Look at each line of the listing. Copy those that hold the string "vintage".

- - - -

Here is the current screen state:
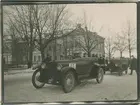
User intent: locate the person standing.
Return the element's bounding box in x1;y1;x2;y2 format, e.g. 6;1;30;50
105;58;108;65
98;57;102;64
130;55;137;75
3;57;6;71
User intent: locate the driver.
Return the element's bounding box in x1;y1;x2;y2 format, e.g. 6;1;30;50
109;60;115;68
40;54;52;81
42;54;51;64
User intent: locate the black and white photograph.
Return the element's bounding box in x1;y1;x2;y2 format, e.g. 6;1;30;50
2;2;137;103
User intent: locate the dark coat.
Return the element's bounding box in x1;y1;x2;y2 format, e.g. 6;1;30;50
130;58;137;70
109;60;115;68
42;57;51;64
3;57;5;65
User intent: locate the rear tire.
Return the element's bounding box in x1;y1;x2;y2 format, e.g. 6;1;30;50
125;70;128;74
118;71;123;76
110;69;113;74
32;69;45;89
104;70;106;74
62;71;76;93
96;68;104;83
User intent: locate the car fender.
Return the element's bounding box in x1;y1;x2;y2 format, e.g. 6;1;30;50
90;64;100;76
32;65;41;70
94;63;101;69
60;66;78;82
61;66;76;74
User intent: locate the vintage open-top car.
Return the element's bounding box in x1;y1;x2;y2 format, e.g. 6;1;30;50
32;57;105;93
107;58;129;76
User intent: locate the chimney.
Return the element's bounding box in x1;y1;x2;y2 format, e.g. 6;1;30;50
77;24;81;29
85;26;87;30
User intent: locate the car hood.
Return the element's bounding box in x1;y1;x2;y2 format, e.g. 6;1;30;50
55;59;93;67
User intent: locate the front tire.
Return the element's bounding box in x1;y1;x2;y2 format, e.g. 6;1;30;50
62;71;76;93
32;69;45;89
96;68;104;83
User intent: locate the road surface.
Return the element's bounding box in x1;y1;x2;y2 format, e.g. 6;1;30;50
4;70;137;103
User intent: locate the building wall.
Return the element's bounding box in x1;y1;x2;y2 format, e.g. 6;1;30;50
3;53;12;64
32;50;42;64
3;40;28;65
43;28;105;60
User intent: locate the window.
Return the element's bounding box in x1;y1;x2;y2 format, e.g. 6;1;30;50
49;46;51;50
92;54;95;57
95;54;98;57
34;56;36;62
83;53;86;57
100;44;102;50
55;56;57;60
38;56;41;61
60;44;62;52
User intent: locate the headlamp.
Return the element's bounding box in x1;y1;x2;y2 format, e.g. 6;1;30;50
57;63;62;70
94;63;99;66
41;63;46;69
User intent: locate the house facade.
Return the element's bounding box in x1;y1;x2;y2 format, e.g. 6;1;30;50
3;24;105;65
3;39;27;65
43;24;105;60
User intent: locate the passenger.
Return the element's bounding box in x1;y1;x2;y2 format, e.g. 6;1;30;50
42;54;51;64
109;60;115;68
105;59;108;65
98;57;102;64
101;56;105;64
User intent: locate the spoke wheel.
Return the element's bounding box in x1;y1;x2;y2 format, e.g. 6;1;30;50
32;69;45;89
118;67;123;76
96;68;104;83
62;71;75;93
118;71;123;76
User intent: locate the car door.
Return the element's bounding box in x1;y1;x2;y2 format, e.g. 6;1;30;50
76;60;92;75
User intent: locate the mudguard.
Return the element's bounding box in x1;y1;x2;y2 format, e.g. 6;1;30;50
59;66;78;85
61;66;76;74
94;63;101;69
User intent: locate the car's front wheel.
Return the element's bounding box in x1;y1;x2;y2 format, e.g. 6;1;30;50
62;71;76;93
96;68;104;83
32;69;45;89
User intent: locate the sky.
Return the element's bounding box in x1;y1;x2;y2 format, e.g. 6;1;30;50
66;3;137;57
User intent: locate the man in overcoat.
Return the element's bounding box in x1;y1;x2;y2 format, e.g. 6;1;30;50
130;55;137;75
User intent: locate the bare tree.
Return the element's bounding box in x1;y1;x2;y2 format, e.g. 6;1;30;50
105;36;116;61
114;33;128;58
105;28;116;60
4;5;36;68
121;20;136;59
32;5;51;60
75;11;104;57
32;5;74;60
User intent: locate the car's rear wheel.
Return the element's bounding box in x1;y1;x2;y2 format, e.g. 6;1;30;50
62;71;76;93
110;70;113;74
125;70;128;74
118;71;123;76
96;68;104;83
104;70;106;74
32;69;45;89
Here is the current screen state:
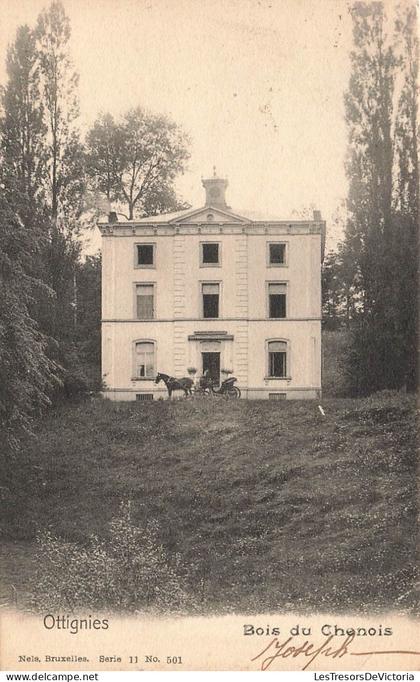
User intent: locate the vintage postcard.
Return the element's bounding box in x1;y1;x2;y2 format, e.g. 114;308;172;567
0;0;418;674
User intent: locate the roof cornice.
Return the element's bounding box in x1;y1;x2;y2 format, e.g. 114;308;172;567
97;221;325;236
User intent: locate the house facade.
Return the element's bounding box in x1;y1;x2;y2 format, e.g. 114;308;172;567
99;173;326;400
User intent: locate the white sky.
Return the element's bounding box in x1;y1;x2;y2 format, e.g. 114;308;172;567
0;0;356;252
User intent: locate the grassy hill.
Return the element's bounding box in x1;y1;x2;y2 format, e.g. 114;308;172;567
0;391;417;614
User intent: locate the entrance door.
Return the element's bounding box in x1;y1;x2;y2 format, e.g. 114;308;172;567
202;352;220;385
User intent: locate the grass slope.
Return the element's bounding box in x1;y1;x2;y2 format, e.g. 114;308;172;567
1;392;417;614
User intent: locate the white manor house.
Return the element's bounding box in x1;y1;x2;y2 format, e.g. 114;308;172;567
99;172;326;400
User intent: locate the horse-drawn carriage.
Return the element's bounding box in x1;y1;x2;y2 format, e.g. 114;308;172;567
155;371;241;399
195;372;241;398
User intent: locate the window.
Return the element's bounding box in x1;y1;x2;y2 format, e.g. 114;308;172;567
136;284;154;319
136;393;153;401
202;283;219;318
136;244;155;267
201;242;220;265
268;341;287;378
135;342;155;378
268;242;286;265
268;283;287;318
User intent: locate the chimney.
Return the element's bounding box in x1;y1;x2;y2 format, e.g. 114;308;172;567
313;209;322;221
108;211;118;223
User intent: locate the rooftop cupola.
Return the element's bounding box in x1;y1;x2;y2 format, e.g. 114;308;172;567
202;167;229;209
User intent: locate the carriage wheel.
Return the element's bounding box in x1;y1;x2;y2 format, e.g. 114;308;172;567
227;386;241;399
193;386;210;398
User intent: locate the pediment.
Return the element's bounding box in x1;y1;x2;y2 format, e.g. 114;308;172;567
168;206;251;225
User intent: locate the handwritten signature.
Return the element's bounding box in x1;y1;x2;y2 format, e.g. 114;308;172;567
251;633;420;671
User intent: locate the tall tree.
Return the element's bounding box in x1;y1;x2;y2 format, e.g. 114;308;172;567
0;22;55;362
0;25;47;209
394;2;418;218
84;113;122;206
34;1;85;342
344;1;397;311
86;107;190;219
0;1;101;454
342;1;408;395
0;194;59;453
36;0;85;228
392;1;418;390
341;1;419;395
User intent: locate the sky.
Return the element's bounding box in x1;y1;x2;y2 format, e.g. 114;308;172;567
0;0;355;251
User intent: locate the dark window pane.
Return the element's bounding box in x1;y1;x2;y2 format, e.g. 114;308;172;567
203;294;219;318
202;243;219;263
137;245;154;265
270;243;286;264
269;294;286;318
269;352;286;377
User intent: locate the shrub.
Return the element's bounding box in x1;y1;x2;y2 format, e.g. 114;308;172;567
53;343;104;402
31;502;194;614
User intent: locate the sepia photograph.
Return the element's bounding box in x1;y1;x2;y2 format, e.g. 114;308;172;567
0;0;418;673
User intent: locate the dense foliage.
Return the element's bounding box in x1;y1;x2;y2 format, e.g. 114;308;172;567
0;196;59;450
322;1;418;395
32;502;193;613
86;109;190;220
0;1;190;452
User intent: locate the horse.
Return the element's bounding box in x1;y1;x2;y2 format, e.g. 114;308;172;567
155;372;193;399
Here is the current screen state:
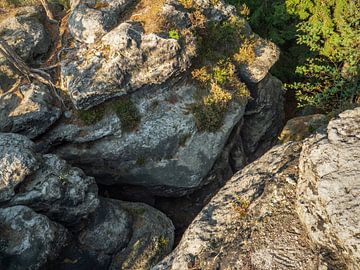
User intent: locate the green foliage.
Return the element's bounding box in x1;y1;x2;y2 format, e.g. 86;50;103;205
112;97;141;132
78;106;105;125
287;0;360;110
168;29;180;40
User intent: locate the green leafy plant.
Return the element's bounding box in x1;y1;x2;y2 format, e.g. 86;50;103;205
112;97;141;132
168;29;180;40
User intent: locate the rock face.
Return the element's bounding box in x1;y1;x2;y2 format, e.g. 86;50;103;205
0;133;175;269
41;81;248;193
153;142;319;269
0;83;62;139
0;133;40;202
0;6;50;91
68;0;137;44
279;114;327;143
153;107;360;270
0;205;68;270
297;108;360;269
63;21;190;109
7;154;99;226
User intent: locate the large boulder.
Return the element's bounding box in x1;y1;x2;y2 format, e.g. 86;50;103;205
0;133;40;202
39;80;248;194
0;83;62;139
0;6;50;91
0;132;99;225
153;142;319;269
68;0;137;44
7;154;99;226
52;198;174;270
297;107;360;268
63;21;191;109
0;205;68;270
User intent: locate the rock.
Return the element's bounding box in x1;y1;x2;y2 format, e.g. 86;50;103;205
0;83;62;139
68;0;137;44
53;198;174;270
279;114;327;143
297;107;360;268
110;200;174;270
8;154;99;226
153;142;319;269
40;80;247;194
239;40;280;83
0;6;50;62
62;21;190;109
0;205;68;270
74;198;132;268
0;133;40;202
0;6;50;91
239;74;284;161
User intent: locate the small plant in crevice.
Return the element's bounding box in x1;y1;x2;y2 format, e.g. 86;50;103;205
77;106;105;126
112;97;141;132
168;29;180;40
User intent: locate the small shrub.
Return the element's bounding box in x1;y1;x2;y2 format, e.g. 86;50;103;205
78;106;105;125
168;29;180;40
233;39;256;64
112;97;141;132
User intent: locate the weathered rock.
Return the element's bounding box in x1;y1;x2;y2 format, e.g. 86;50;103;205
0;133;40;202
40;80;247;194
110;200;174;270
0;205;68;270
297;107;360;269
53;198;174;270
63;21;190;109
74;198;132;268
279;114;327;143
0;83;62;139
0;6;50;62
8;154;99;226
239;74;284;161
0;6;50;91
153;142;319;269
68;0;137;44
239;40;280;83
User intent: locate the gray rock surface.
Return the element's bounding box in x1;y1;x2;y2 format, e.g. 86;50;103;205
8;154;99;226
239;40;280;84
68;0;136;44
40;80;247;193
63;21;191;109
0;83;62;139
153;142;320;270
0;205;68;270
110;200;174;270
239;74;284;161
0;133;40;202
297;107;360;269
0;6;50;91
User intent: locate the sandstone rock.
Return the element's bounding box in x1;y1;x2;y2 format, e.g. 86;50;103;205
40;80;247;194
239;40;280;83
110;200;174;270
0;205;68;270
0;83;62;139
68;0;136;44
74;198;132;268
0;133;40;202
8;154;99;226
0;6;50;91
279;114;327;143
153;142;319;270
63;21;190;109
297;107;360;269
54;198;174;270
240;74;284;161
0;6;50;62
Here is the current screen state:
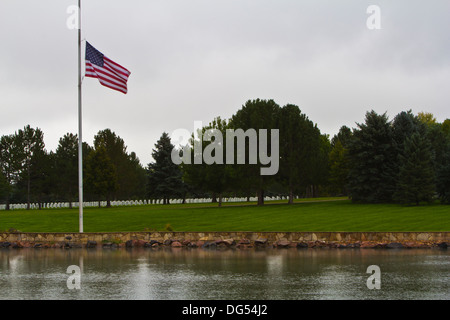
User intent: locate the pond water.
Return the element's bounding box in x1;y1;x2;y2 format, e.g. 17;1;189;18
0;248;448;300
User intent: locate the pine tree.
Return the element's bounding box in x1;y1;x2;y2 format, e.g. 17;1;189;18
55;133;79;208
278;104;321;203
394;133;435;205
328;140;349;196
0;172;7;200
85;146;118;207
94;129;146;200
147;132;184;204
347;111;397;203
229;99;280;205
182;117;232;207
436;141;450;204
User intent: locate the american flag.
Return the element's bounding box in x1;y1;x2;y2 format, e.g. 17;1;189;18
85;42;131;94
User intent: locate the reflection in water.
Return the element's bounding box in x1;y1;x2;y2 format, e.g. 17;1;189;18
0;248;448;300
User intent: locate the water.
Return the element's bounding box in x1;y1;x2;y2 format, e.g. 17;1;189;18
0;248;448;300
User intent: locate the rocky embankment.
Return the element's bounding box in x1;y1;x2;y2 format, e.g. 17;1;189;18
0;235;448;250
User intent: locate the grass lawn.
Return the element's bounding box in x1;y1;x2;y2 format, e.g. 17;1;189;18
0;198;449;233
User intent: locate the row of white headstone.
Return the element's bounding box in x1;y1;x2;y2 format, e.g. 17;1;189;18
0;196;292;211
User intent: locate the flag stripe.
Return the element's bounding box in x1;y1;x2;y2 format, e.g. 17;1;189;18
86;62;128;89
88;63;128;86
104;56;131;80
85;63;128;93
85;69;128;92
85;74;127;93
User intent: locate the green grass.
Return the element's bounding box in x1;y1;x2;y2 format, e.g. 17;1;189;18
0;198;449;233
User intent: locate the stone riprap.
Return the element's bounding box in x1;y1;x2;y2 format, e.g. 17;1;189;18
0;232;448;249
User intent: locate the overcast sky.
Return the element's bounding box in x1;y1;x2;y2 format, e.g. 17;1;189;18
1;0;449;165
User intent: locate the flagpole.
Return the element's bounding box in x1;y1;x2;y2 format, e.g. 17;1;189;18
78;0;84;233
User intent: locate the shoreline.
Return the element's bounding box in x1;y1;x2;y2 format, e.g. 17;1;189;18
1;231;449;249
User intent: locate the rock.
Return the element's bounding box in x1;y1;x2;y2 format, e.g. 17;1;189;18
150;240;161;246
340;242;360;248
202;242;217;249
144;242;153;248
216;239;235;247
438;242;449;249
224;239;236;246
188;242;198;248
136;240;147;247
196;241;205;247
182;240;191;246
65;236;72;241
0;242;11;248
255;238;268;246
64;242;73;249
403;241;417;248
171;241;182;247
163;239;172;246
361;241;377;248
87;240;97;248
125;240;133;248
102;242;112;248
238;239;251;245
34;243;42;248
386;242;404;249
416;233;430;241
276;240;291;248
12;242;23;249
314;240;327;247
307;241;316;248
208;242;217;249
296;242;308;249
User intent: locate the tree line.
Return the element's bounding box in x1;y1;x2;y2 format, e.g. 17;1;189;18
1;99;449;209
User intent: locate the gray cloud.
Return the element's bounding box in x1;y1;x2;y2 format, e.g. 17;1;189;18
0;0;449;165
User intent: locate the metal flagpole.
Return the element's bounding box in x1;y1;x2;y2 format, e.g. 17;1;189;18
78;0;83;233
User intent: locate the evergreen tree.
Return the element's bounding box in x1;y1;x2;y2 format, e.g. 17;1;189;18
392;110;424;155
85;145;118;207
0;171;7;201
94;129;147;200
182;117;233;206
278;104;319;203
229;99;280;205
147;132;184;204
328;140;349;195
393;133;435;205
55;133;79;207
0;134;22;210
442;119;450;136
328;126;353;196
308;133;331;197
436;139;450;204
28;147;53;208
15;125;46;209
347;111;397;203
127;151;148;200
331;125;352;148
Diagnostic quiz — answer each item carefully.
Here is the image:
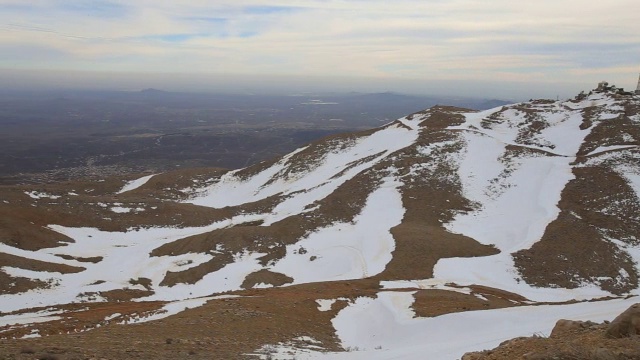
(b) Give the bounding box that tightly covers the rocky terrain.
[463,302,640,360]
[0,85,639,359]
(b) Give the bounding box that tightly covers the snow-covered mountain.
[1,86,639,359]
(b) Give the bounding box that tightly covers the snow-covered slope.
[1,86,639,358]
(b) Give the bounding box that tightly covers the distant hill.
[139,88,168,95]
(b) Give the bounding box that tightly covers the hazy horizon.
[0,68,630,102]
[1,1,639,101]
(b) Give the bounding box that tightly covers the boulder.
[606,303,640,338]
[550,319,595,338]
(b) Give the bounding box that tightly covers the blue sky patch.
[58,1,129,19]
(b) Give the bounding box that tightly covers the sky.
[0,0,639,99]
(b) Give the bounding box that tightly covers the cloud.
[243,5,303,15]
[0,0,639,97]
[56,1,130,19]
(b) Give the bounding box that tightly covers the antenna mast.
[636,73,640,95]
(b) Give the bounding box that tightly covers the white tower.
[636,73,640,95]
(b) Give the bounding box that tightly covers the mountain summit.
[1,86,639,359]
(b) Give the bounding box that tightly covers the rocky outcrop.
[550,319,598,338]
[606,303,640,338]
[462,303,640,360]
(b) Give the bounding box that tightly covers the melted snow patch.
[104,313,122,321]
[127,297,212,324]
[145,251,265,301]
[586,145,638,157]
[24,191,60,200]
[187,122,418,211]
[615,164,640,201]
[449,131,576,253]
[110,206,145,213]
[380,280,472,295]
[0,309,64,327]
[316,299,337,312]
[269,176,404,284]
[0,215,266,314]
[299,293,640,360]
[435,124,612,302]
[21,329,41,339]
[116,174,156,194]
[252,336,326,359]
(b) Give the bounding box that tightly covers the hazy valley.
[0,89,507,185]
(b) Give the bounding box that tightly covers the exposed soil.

- - - -

### Reply to the task
User intent: locate the vintage open-top car.
User intent: locate the vintage postcard.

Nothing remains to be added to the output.